- _INSTRUCTIONS TO FOLLOW_:
Reproduce the stretch of the Russian name notes from "First name, patronymic, surname: Aeron" through "Dunya, Dusya, Dunyechka." word for word.

First name, patronymic, surname: Aeron Olegovitch Sanin
Pet names: Ronya, Ronyuk.
“Aeron” is pronounced [a-uh-ron]. Russians would probably confuse it with Aaron/Aharon, which sounds the same. But his name actually comes from an obscure Byzantine saint whom their babushka was a big fan of. (By the way, “babushka” is pronounced [bah-bushka] – I hate it when people put the emphasis on the second syllable and make fun of it …)
“Sanin” [sah-nin] is a surname derived from the first name “Aleksandr”, via the diminutive form “Sanya”, in a similar way as surnames like Sanyutin, Sashenkov, Sahnevitch or Sashkov. (It could also be that it’s actually derived from the first name “Aleksei”, as it shares many diminutive forms with “Aleksandr”.)

First name, patronymic, surname: Yevdokiya Olegovna Sanina
Pet names: Yevdokeyushka, Dunya, Dusya, Dunyechka.
“Yevdokiya” is pronounced [yivda-ki-yah]. It’s also of Greek/Byzantine origin, meaning “to seem well”. But, as opposed to “Aeron”, there really are people with that name in Russia, though it’s considered old-fashioned and weird today.

- _EXTRACTED RECORDS_:
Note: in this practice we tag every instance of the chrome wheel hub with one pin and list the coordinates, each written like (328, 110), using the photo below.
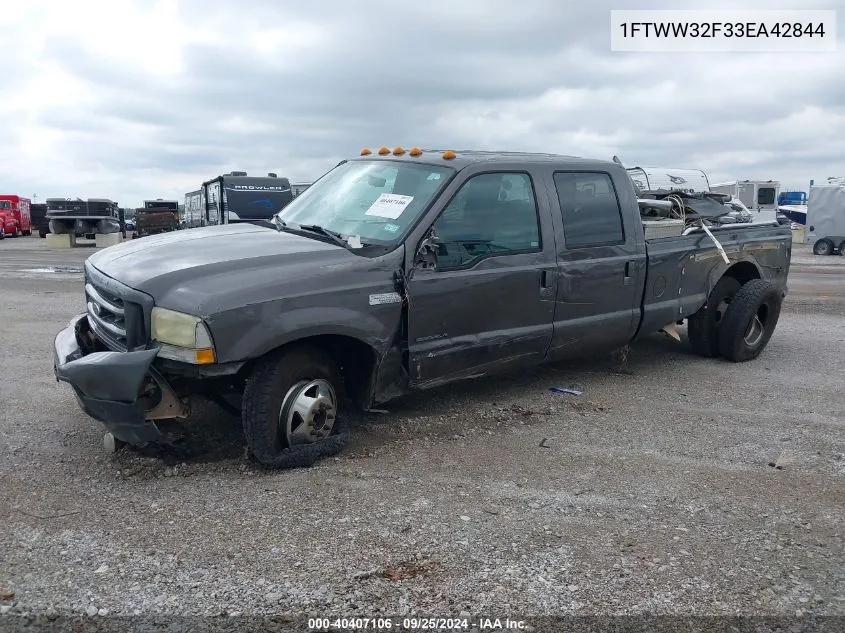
(308, 412)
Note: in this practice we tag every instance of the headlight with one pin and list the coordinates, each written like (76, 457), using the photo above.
(182, 337)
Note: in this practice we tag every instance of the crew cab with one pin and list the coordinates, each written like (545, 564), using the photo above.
(403, 270)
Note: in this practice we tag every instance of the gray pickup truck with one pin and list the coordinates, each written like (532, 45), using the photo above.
(398, 271)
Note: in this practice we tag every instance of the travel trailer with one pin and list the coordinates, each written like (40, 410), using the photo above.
(760, 196)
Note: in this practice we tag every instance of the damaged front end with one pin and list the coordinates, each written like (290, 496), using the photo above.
(121, 389)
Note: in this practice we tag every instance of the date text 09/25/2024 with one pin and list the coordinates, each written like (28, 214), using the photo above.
(415, 624)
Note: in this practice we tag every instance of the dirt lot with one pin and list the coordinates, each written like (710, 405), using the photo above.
(672, 485)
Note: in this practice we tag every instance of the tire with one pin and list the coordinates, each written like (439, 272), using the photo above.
(303, 375)
(750, 320)
(703, 326)
(823, 247)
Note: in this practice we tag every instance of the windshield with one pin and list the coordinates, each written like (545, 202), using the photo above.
(373, 200)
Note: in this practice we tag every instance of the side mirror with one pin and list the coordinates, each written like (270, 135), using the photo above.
(426, 255)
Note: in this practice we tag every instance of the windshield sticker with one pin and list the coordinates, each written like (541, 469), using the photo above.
(389, 205)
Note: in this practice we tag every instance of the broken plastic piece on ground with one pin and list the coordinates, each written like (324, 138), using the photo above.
(672, 331)
(571, 392)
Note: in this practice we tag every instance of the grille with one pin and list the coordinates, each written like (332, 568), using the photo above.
(107, 316)
(118, 315)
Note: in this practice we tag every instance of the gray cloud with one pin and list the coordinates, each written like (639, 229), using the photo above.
(263, 87)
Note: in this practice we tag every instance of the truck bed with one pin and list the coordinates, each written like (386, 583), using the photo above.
(682, 270)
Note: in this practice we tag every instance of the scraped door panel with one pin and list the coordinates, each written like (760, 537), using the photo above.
(600, 267)
(489, 303)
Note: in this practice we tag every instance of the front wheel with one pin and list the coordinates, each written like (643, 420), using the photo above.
(823, 247)
(750, 321)
(290, 410)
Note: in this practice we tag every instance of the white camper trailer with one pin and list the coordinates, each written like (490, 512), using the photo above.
(668, 179)
(826, 219)
(760, 196)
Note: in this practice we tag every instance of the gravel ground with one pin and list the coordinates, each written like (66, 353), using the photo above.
(673, 485)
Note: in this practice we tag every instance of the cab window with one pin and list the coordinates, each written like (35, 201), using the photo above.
(492, 214)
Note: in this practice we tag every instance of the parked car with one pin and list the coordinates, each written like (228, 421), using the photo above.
(401, 271)
(15, 215)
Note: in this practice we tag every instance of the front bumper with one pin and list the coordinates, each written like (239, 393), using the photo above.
(107, 384)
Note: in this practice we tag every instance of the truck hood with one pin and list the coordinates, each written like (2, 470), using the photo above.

- _THE OUTPUT_:
First name, patronymic, surname: Aeron Olegovitch Sanin
Pet names: Ronya, Ronyuk.
“Aeron” is pronounced [a-uh-ron]. Russians would probably confuse it with Aaron/Aharon, which sounds the same. But his name actually comes from an obscure Byzantine saint whom their babushka was a big fan of. (By the way, “babushka” is pronounced [bah-bushka] – I hate it when people put the emphasis on the second syllable and make fun of it …)
“Sanin” [sah-nin] is a surname derived from the first name “Aleksandr”, via the diminutive form “Sanya”, in a similar way as surnames like Sanyutin, Sashenkov, Sahnevitch or Sashkov. (It could also be that it’s actually derived from the first name “Aleksei”, as it shares many diminutive forms with “Aleksandr”.)

First name, patronymic, surname: Yevdokiya Olegovna Sanina
Pet names: Yevdokeyushka, Dunya, Dusya, Dunyechka.